The task - Repeat the records. Match each character exactly.
Segment Open
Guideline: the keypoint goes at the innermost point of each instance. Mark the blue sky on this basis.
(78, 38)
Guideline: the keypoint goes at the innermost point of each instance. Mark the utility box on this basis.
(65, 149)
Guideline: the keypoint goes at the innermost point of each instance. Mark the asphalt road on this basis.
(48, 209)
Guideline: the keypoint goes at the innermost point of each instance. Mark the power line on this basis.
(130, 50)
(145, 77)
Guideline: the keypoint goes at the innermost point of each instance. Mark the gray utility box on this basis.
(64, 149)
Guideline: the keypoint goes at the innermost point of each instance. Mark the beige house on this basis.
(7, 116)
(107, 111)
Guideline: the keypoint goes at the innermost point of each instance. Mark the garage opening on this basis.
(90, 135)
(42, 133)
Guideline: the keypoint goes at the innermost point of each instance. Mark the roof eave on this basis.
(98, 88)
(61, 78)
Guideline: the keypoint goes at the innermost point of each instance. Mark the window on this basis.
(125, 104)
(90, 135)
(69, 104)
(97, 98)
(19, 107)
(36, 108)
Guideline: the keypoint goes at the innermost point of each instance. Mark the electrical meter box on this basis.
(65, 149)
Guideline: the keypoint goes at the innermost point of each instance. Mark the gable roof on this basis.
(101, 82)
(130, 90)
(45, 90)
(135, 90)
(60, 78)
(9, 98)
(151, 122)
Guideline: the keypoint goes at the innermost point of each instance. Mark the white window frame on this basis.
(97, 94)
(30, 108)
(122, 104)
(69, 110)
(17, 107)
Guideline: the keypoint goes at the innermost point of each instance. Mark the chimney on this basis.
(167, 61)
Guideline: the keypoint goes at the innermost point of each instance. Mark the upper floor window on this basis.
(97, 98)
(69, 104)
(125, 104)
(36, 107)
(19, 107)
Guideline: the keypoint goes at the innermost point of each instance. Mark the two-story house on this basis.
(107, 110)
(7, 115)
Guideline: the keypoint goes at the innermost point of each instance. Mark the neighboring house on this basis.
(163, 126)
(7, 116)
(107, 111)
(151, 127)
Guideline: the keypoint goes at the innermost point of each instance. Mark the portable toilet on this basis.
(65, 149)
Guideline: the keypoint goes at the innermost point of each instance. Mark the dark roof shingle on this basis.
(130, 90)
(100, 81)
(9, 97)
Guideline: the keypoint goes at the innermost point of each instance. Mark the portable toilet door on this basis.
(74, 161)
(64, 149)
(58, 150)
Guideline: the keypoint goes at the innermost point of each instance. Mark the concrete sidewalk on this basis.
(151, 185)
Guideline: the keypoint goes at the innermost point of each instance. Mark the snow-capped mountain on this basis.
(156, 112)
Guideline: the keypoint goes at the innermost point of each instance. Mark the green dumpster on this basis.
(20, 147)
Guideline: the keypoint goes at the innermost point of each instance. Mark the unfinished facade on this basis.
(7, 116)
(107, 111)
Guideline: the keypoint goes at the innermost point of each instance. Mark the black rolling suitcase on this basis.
Segment Closed
Output of the exercise -
Guideline: the keypoint goes at the innermost point of each instance. Mark the blue sky on this basis.
(78, 38)
Guideline: the keypoint goes at the innermost point of each instance. Mark the utility box on this basis.
(65, 149)
Guideline: the keypoint goes at the innermost point of each instance. Mark the asphalt road on this basis.
(48, 209)
Guideline: the keypoint goes at the innermost point of each instance. Mark the power line on this basis.
(130, 50)
(145, 77)
Guideline: the keypoint goes at the innermost point of each instance. Mark the gray utility box on this basis.
(64, 149)
Guideline: the keypoint goes at the innermost point of each instance. Mark the beige house on this basis.
(7, 116)
(107, 111)
Guideline: the keypoint goes at the innermost point of each instance. Mark the garage opening on this basis.
(90, 135)
(42, 133)
Guideline: the keypoint goes at the innermost point of each instance. Mark the roof eave on this basis.
(98, 88)
(61, 78)
Guideline: the keypoint goes at the innermost point of each instance. Mark the window on this basis.
(125, 104)
(90, 135)
(69, 104)
(97, 98)
(19, 107)
(36, 108)
Guideline: the keypoint goes at the innermost point of each instance. Mark the electrical meter box on this basis.
(65, 149)
Guideline: the keypoint goes at the innermost point of each instance. Mark the gable roof on this basis.
(101, 82)
(130, 90)
(45, 90)
(135, 90)
(60, 78)
(9, 98)
(151, 122)
Guideline: the keypoint goes at the innermost point of each instance. Mark the white window frame on this basis.
(97, 94)
(30, 108)
(122, 104)
(69, 110)
(17, 107)
Guideline: the keypoint goes at the innermost point of each instance. Mark the chimney on this basis.
(167, 61)
Guideline: the keypoint goes at the innermost point of each instance. Mark the upper floor window on this basis.
(97, 98)
(69, 104)
(125, 104)
(36, 107)
(19, 107)
Guideline: the keypoint goes at the innermost point of each instance. Mark the two-story house on this basis.
(107, 110)
(7, 115)
Guideline: the keypoint goes at the innermost point of each instance. Mark the neighboring house on this basis.
(163, 126)
(7, 116)
(107, 111)
(151, 127)
Guideline: the keypoint goes at the innermost point of each instance. Mark the portable toilet on this basis.
(65, 149)
Guideline: the keypoint goes at the innermost point of each instance. Mark the dark roof shingle on this basis.
(130, 90)
(100, 81)
(9, 97)
Guideline: the keypoint goes at the innermost point of each instance. Mark the portable toilet door on this basis.
(74, 161)
(64, 149)
(58, 150)
Guideline: the keypoint goes at the innermost point of each instance. Mark the concrete sidewalk on this basis.
(151, 185)
Guideline: the keypoint goes at the innermost point of each instance. Mark the snow-capped mountain on this basis.
(156, 112)
Guideline: the keypoint goes at the innermost point of each instance. Mark the green dumpster on this basis.
(20, 147)
Guideline: the keypoint goes at the innermost point of each instance. Mark the unfinished facade on this basis.
(7, 116)
(107, 111)
Guideline: the keypoint goes at the innermost point of each instance. Mark the black rolling suitcase on this basis.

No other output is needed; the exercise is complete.